=== REQUIREMENT ===
What is the design capacity of the I-ME-WE cable system according to the text below about it?

Start SOURCE TEXT

I-ME-WE (India-Middle East-Western Europe) is a  submarine communications cable system between India and France. The design capacity is 3.84 Terabits per second. It has been operational since 2009 with Tripoli, Lebanon being connected in November 2011. Internet Service Providers and Network Operators hope to utilize the additional bandwidth to support high-bandwidth peer-to-peer IP-based broadband services such as multimedia streaming, broadband Internet and voice/video telephony.

The cable system includes a terrestrial link connecting the cities of Alexandria and Suez in Egypt.  The I-ME-WE cable system comprises three optical fiber cable pairs and 2 trunk lines. It has cable landing stations at:
 Mumbai (India) (two landing sites)
 Karachi (Pakistan)
 Fujairah (UAE)
 Jeddah (Saudi Arabia)
 Suez (Egypt)
 Alexandria (Egypt)
 Tripoli (Lebanon) Note: not Tripoli, Libya
 Catania (Italy)
 Marseille (France)

The cable system was funded by a consortium of 9 companies from across the world:
 Bharti Airtel (India)
 PTCL (Pakistan)
 Etisalat (UAE)
 France Telecom (France)
 Ogero (Lebanon)
 STC (Saudi Arabia)

End SOURCE TEXT
Start DATA SHOWN

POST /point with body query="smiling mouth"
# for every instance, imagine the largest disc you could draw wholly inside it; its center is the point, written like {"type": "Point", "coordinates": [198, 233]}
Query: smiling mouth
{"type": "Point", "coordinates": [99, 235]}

End DATA SHOWN

=== EXERCISE OUTPUT ===
3.84 Terabits per second